>> BEGIN Given passage

The Sport Jiu-Jitsu International Federation is one of the international governing bodies for the sport of Brazilian jiu-jitsu, which is  also known as BJJ.

History

The Jiu-Jitsu Federation of Guanabara, in Rio de Janeiro, was founded on April 25 1967. The federation was established under the authorization of the National Sports Confederation of that country. The federation was founded by five founding schools and it was articulated by Hélio Gracie, Alvaro Barreto, Joao Alberto Barreto, Hélcio Leal Binda and Oswaldo Fadda.

The president of the Federation was Helio Gracie, and the Chairman of the Advisory Council was Carlos Gracie. His firstborn, Carlson Gracie, was the director of the technical department. The first vice technician was Fadda and the second, Orlando Barradas - both Jiu-Jitsu Professors. Joao Alberto Barreto, outstanding student of the Gracie’s, was appointed director of the education department, which had as deputy director Robson Gracie – all now known as great masters of the art.

The Jiu-Jitsu Federation of Guanabara  was chaired by Hélio Gracie and had sport bases, regulations, etc. The foundation of the Federation was the first step to make Brazilian jiu-jitsu a sport and not a street fighting art. The art of jiu-jitsu began to have structure and organization. The orders of graduation tracks were regulated: white, blue, purple, brown and black. The yellow bands, orange and green, were granted only for children. If the practitioner was greater than 16 years, they would directly be promoted from white to blue. In addition, the rules for any championships organized by them were regulated. In the rules, maneuvers like take-downs, mount with both knees on the floor or back with hooks awarded the competitor points. The duration of the contest in the adult category was five minutes with extension of three. Jiu-Jitsu officially earned time and scores.

In June 1973, Jiu Jitsu was finally legally recognized as a sport in Brazil and in December 1973, the Federation Jiu-Jitsu Guanabara organized their first championship the “1º Torneio Oficial de Jiu-Jítsu do Brasil” hosted in Rio de Janeiro, at the Athletic Association Bank of Brazil beginning a new era for Jiu-Jitsu as a sport.

>> END Given passage
>> BEGIN Extracted information

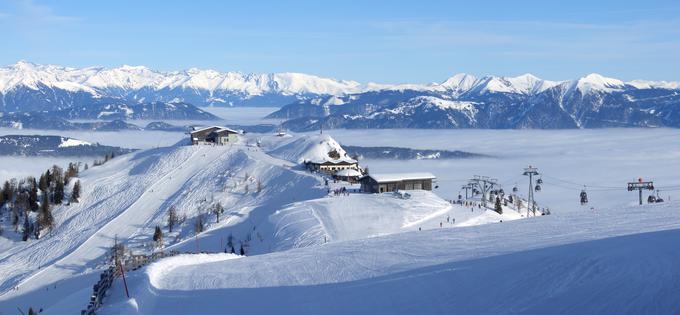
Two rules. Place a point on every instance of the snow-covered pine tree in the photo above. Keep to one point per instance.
(199, 224)
(218, 210)
(172, 218)
(45, 218)
(33, 195)
(75, 193)
(26, 230)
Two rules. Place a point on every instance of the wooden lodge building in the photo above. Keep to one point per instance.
(380, 183)
(213, 135)
(329, 166)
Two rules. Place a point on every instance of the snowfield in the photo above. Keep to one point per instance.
(310, 251)
(615, 261)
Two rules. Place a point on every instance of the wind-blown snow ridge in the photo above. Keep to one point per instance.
(100, 80)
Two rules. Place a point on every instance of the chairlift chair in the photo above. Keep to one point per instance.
(584, 197)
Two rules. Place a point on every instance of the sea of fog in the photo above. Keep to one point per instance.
(603, 160)
(32, 166)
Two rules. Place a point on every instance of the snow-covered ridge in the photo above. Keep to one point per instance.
(70, 142)
(98, 80)
(101, 81)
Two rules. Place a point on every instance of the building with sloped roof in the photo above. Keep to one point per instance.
(213, 135)
(380, 183)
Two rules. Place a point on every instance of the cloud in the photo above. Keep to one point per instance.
(30, 11)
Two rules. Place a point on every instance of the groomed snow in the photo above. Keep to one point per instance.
(70, 142)
(612, 261)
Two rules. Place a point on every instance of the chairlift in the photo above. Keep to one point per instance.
(651, 199)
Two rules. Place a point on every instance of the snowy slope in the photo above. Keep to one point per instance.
(309, 148)
(312, 251)
(128, 196)
(128, 79)
(614, 261)
(98, 80)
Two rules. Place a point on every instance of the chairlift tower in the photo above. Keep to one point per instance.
(639, 186)
(531, 172)
(485, 185)
(467, 187)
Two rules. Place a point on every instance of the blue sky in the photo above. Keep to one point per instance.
(379, 41)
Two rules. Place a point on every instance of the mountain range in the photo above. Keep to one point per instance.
(310, 102)
(464, 101)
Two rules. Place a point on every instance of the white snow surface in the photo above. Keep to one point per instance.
(95, 80)
(70, 142)
(313, 252)
(614, 261)
(312, 147)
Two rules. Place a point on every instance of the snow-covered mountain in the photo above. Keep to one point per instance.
(497, 102)
(25, 86)
(525, 101)
(40, 145)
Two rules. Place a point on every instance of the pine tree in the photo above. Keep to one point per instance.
(58, 192)
(36, 230)
(48, 178)
(199, 224)
(217, 210)
(15, 219)
(75, 193)
(158, 236)
(33, 195)
(26, 230)
(7, 192)
(2, 200)
(172, 218)
(498, 206)
(45, 217)
(42, 184)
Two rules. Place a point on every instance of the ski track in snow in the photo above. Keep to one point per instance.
(373, 242)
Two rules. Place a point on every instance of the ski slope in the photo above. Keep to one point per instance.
(127, 197)
(614, 261)
(308, 249)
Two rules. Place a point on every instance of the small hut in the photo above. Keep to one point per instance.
(349, 175)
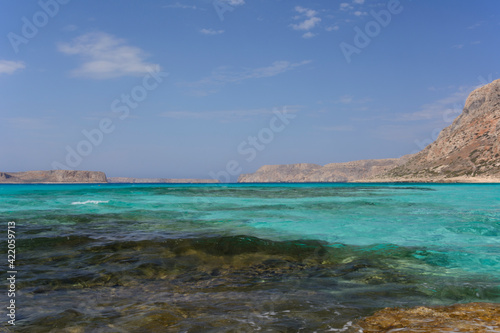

>> END Extracted information

Tasks ▸
**a.** Decide whether each statement below agrees with the jiu-jitsu federation passage, and give yes or no along with the deciding words of the passage in quotation marks. (i) The Jiu-Jitsu Federation of Guanabara was founded in 1967. (ii) Carlos Gracie was the president of the Federation. (iii) Practitioners older than 16 went straight from white to blue.
**b.** Output the section of the jiu-jitsu federation passage starting at "The Sport Jiu-Jitsu" and ending at "and Oswaldo Fadda.", copied word for word.

Outputs for the tasks ▸
**a.**
(i) Yes: "was founded on April 25 1967"
(ii) No: "The president of the Federation was Helio Gracie"
(iii) Yes: "If the practitioner was greater than 16 years, they would directly be promoted from white to blue."

**b.**
The Sport Jiu-Jitsu International Federation is one of the international governing bodies for the sport of Brazilian jiu-jitsu, which is  also known as BJJ.

History

The Jiu-Jitsu Federation of Guanabara, in Rio de Janeiro, was founded on April 25 1967. The federation was established under the authorization of the National Sports Confederation of that country. The federation was founded by five founding schools and it was articulated by Hélio Gracie, Alvaro Barreto, Joao Alberto Barreto, Hélcio Leal Binda and Oswaldo Fadda.